I have a Vue button click handler that, depending on the arguments it receives, can do the following:
- execute request A only
- execute request B only
- execute request A and then request B sequentially (request B is only called if request A completes successfully. It's important to note that the implementation cannot use Promise.all()).
My issue is figuring out how to write unit tests in Jest for the "execute A and then B sequentially" behavior.
Code Implementation
Below is the event handler that runs after clicking a button:
const loadA = this.$store.dispatch['loadA']; //these are FUNCTIONS THAT RETURN PROMISES
const loadB = this.$store.dispatch['loadB'];
async makeRequests(shouldMakeRequestA, shouldMakeRequestB) {
const requests = [];
if(shouldMakeRequestA) requests.push(loadA);
if(shouldMakeRequestB) requests.push(loadB);
for(const request of requests) {
await request(); //waits for request to complete before proceeding to the next one
}
}
Testing Approach
The ideal test case should:
FAIL❌ when:
the implementation calls both requests concurrently like:
() => { Promise.all([loadA(), loadB()]) }
() => { loadA(); loadB() }
PASS✔️ when:
- the implementation executes loadA, waits for its promise to resolve, then executes loadB, e.g.:
() => {await loadA(); await loadB();}
- the implementation executes loadA, waits for its promise to resolve, then executes loadB, e.g.:
Below is my attempt at writing the test case, but I acknowledge it might be vulnerable to race conditions and not easily understood by colleagues.

────────

* **WHAT TO DO**
**a.** Answer each question from the post on testing sequential requests in Jest, marking your answers (i), (ii) and (iii).
(i) Which method does the post say the implementation cannot use?
(ii) What does the comment beside "await request();" say that line does?
(iii) What two weaknesses does the author admit in their own test attempt?
**b.** Write the next part of the post on testing sequential requests in Jest, picking up after its final sentence.

────────

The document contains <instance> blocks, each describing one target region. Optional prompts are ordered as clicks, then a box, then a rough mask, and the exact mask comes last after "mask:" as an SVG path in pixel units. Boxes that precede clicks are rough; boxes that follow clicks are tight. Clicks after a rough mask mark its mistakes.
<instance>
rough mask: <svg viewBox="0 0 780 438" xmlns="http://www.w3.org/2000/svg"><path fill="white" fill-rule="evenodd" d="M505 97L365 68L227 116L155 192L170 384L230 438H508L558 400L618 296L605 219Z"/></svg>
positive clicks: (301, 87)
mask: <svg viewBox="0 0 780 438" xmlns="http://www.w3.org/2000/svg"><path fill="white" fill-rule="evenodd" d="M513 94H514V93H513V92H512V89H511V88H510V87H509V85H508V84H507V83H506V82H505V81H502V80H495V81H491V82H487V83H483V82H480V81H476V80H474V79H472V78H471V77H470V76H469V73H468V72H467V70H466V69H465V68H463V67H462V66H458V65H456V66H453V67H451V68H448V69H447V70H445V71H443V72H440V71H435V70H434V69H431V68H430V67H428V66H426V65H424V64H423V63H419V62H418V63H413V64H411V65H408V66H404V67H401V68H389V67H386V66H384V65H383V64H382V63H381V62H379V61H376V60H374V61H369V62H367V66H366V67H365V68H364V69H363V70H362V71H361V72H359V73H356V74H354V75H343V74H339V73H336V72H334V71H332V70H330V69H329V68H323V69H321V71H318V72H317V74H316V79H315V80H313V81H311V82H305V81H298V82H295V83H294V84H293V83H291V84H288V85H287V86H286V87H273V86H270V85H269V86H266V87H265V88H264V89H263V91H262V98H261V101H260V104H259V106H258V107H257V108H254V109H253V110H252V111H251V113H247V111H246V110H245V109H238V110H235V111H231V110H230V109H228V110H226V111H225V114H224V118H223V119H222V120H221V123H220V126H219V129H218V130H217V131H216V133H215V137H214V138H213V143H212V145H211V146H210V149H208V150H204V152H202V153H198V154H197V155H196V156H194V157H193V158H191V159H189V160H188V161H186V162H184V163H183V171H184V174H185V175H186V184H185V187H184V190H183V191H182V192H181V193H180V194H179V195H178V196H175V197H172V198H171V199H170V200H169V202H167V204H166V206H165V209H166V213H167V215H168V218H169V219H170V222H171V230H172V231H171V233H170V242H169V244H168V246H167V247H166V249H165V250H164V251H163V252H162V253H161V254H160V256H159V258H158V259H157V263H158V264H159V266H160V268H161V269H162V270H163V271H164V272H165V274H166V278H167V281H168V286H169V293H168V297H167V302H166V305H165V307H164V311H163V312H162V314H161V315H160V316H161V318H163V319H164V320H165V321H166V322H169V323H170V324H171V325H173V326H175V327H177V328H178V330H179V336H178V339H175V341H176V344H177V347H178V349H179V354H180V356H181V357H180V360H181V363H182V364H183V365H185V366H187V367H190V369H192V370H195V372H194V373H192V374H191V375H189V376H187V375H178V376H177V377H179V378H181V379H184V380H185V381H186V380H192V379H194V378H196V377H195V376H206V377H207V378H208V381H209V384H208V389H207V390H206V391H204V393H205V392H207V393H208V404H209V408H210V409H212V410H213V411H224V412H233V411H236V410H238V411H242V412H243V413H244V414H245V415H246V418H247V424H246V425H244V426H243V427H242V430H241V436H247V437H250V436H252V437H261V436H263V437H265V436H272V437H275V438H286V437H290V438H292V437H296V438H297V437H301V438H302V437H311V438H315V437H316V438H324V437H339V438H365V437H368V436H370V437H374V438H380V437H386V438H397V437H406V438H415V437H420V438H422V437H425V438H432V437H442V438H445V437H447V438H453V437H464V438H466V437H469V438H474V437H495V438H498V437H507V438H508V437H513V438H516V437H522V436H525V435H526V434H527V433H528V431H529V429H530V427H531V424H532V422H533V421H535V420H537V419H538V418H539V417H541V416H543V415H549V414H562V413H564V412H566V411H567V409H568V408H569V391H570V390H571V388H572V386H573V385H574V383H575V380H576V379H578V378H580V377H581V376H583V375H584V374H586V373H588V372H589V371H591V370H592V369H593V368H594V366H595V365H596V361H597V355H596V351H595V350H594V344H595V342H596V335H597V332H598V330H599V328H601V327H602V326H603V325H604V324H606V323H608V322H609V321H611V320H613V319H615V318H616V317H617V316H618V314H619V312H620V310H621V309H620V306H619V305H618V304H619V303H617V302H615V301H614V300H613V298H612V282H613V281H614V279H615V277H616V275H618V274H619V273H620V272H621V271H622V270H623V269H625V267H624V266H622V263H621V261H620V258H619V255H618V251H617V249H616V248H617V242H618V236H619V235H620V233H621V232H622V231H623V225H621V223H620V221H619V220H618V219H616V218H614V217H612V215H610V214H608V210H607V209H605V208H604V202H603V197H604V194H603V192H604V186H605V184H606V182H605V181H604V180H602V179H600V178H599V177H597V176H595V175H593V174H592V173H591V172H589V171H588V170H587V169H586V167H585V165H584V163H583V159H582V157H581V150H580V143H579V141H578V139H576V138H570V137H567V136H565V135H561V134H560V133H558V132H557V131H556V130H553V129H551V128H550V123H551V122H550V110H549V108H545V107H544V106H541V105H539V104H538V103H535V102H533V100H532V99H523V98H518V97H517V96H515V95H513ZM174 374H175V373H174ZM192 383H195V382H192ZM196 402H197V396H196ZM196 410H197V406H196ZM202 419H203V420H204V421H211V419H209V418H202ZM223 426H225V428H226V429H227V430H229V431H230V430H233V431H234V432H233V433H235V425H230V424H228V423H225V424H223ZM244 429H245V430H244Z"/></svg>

────────

* **ANSWERS IN ORDER**
**a.**
(i) Promise.all()
(ii) It waits for the request to complete before proceeding to the next one.
(iii) It might be vulnerable to race conditions, and it might not be easily understood by colleagues.

**b.**
//component.spec.js
import MyCustomButton from '@/components/MyCustomButton.vue'
import TheComponentWeAreTesting from '@/components/TheComponentWeAreTesting'
describe('foo', () => {
const resolveAfterOneSecond = () => new Promise(resolve => setTimeout(resolve, 1000));
let wrapper;
const loadA = jest.fn(resolveAfterOneSecond);
const loadB = jest.fn(resolveAfterOneSecond);
beforeEach(() => {
wrapper = shallowMount(TheComponentWeAreTesting, store: new Vuex.Store({actions: {loadA, loadB}});
})
it('executes A and B sequentially', async () => {
wrapper.find(MyCustomButton).vm.$emit('click');
await wrapper.vm.$nextTick();
await new Promise(resolve => setTimeout(resolve, 500));
const callCount = loadA.mock.calls.length + loadB.mock.calls.length;
expect(callCount).toBe(1);
}
}
Is there an alternative approach to testing this behavior? I am aware of methods like jest.advanceTimersByTime
, but it affects all timers, not just the current one.